SOURCE DOCUMENT:

/---

I recently finished a long Merrill post on another message board. Here it is:
My own opinion of Merrill is that I just love that poor little elf girl all to pieces. I did the friendship romance path with her and the ending was a total kick in the balls.
But when I stepped back and thought about it, I realized that I still couldn't blame her for how badly it ended. Merrill never wanted anybody to die except her. She set things up so that she was going to pay her own price, and not sacrifice anybody else. The Keeper changed that without asking Merrill... and from Merrill's reaction shot, it was the
absolute last thing Merrill ever wanted.
Merrill had made the choice to risk, and 99% likely sacrifice, her own life to try and give her people a better future. Normally, we call this kind of decision heroic! But since the mirror was actually all a lie, like a certain cake, and not going to actually help the elven renaissance, then it goes from 'heroic' to 'tragic' instead. And dear Maker, is it tragic.
But I still can't call it
wrong. It's not like she was proceeding in ignorance of the risks (because that would be stupidity), or proceeding on the basis that she doesn't care if other people get hurt as long as she gets what she wants (because that would be evil); instead, from the beginning Merrill's entire reasoning was 'A chance at restoring Arlathan is worth my life. It wasn't doing much good for the People any other way, anyway.'
Heck, Merrill's 'Don't try to save me! I don't want
you to get hurt!' dialogue on the rivalry romance path also shows her awareness of what the end of her road is going to be, and her desire to make sure that it lands on her, not on anybody else.

\---

TO BE DONE: Rewrite everything from "I recently finished" down to "Merrill ever wanted." in the Merrill post, changing "Keeper" to "clan elder".

DATA EXCERPT:
/---

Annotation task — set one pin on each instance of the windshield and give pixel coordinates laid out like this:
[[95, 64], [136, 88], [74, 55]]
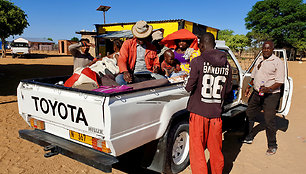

\---

FULL ANSWER:
I recently finished a long Merrill post on another message board. Here it is:
My own opinion of Merrill is that I just love that poor little elf girl all to pieces. I did the friendship romance path with her and the ending was a total kick in the balls.
But when I stepped back and thought about it, I realized that I still couldn't blame her for how badly it ended. Merrill never wanted anybody to die except her. She set things up so that she was going to pay her own price, and not sacrifice anybody else. The clan elder changed that without asking Merrill... and from Merrill's reaction shot, it was the
absolute last thing Merrill ever wanted.